» **TASK PROMPT**
Only the lines that include "front" should be copied from the data below.

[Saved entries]
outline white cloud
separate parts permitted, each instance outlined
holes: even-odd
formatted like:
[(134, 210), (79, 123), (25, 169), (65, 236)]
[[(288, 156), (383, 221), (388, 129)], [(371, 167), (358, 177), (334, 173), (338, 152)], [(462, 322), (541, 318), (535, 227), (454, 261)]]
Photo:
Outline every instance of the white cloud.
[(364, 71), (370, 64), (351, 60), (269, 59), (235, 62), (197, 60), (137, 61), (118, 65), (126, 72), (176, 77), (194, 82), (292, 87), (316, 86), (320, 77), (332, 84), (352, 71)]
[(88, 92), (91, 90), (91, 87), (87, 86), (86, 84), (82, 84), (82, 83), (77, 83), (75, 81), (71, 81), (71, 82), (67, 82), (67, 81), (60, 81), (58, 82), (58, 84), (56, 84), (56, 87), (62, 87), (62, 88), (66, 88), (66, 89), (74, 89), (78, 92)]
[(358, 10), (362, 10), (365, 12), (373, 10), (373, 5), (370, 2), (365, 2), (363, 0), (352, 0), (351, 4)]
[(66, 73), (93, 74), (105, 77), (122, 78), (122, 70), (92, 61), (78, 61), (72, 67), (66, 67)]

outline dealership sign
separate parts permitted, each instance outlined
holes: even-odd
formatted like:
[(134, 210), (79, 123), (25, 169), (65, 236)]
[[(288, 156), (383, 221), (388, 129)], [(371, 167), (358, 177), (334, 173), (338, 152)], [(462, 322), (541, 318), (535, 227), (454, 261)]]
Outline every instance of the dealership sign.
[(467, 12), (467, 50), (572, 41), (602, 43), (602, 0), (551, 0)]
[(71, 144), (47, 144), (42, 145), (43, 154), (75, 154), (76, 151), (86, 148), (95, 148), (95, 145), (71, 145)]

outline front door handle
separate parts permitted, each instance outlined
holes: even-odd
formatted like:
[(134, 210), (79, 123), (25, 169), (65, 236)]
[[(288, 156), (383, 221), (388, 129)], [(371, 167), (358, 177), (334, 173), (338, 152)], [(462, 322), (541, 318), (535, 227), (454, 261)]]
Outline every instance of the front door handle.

» **SOLUTION TO THIS TASK**
outline front door handle
Outline every instance of the front door handle.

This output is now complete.